Your feedback is one of the most high-leverage tools you’ll employ to provide instructional leadership. When observing a class, it’s important to collect objective information. This may include what questions the teacher asks, which students participate, what the task demands of the students, and the timestamps to monitor pacing of the lesson. Once the information is collected, what you do with it is what makes or breaks your instructional leadership.

Identifying celebrations and one to two specific areas of growth with suggestions for refinements will focus the teacher’s efforts. Be sure that the feedback you provide around growth is what you determine will make the most impact on student learning, even if there are additional things you may want to see changed. Keeping this focused lens for the receiver of your feedback will ensure change in practice is feasible because it is limited in scope and ideally tied to your clear vision and student outcomes.

Monitoring Progress Towards Outcomes

Feedback and support is only as good as the impact it has on students! Ensure that you have strategic plans to monitor student learning around the specific goals you have for your instructional leadership. What assessment tools, both formal and informal, will support your analysis of impact on student learning? Once you have identified these checkpoints, collecting and analyzing the data for trends is the next step.

As best you can, finding points of celebration within the data promote continued efforts from your teachers to employ your feedback in their practice. Areas of weakness in the data can also be motivating for teachers to evoke changes in practice. Set ambitious yet attainable goals for student learning at the start of the year, ensure your instructional leadership efforts are cohesive to that goal, and then be transparent with your staff about the data so that they can see the connection between changes in instructional practice and student outcomes.

Building Capacity and Shared Leadership

Do not discount the power of teacher voice! The highest form of instructional leadership is building that leadership capacity within your staff. Whether you explore instructional rounds, collegial coaching, or a core instructional leadership team that has classroom teachers directly included in the leadership planning process, these opportunities can create some of the most powerful motivation for teachers to consider changing instructional practices.

What is needed:
Continue the piece on instructional leadership from the point where it ends, keeping its advisory voice. The listing that comes next has no connection to the text on instructional leadership.

Information supplied:
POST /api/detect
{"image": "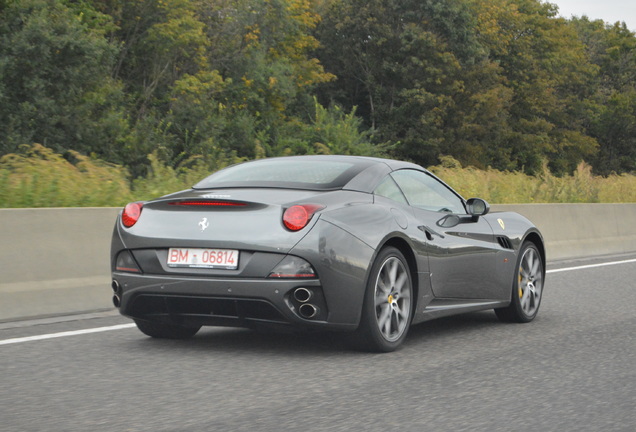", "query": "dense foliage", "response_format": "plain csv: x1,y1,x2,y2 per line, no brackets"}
---
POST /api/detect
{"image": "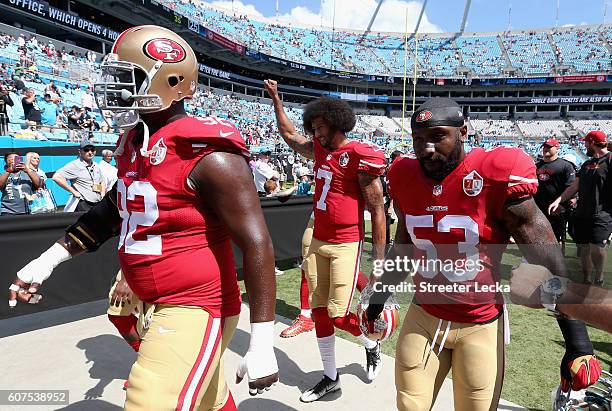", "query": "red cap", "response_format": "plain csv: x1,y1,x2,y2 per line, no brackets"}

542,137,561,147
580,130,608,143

Reply to the exercise:
Additionally, ensure you have strong resources to provide staff as models for what you are encouraging them to try instructionally. Videos and texts are helpful, and the opportunity to see a colleague in action is ideal. Creating the context for staff to feel safe trying these new instructional strategies without penalty is a key strategic move in your efforts to build capacity with them.

The key ingredient: Relationships

Great coaching, with thoughtful feedback and structured opportunities for support and reflection, will make a positive impact on teaching and learning in your school, but you will unlock your teachers’ greatest potential if they authentically trust you. Taking the time to visit classrooms without the intention of observing and providing feedback, capitalizing on opportunities to celebrate even the smallest wins for a teacher, and also being empathetic to the human experience when a teacher may be going through something that is not making them as available to the demands of our profession, all help to ensure that your teachers see your feedback as supportive and not punitive. When your teachers believe that you see the good in them, they will be far more likely to make changes in their instructional practices based on your leadership and feedback.